Exercise materials:

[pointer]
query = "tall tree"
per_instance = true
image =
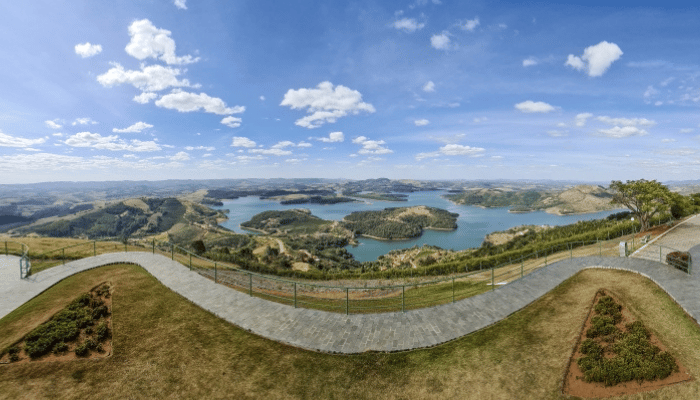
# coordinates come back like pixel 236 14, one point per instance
pixel 644 198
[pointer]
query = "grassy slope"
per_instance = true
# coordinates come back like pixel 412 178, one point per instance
pixel 166 347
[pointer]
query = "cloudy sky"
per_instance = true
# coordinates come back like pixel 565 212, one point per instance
pixel 425 89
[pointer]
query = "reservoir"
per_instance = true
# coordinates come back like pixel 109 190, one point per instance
pixel 473 223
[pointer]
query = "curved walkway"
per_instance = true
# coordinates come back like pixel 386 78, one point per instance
pixel 337 333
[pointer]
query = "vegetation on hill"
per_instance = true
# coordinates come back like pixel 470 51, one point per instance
pixel 400 222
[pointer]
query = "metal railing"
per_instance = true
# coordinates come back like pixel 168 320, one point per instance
pixel 374 296
pixel 19 249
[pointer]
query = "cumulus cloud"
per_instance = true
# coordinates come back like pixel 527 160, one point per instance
pixel 113 143
pixel 421 122
pixel 581 118
pixel 621 132
pixel 83 121
pixel 595 59
pixel 530 106
pixel 371 146
pixel 325 104
pixel 452 150
pixel 470 24
pixel 409 25
pixel 239 141
pixel 147 41
pixel 148 79
pixel 188 102
pixel 626 121
pixel 135 128
pixel 86 50
pixel 145 97
pixel 440 41
pixel 529 62
pixel 273 152
pixel 332 137
pixel 53 124
pixel 232 122
pixel 180 156
pixel 13 141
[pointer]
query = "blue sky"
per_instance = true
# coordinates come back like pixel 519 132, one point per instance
pixel 423 89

Do this: Transcribe the whole listing exactly. Pictures stay out of your copy.

Task solution:
[pointer]
query = "tall tree"
per_instance = true
image =
# coordinates come back like pixel 236 14, one point per instance
pixel 644 198
[pointer]
query = "grassy slope"
per_instance = true
# coordinates come back like pixel 412 178, one point per instance
pixel 166 347
[pointer]
query = "cloudy sky"
per_instance = true
# coordinates come back like pixel 565 212, one point per instance
pixel 425 89
[pointer]
query = "reservoir"
per_instance = true
# coordinates come back like pixel 109 190, one point per instance
pixel 473 223
[pointer]
query = "curved walkway"
per_instance = true
# coordinates come back like pixel 386 78, one point per instance
pixel 337 333
[pointer]
query = "vegetation on hill"
per_instance = true
# coordinates come back like pixel 470 51, one point per instance
pixel 400 222
[pointer]
query = "metal railing"
per_instance = true
# coordinates come back like pixel 168 320, one point per instance
pixel 374 296
pixel 19 249
[pointer]
query = "cumulus cloud"
per_instance = true
# coordinates come back like pixel 527 160, one point per instance
pixel 113 143
pixel 421 122
pixel 581 118
pixel 621 132
pixel 83 121
pixel 595 59
pixel 530 106
pixel 371 146
pixel 325 104
pixel 452 150
pixel 470 24
pixel 409 25
pixel 239 141
pixel 147 41
pixel 148 79
pixel 188 102
pixel 626 121
pixel 135 128
pixel 86 50
pixel 145 97
pixel 440 41
pixel 529 62
pixel 273 152
pixel 332 137
pixel 53 124
pixel 232 122
pixel 180 156
pixel 13 141
[pointer]
query = "blue sky"
per_instance = true
# coordinates come back like pixel 519 132, one point per instance
pixel 423 89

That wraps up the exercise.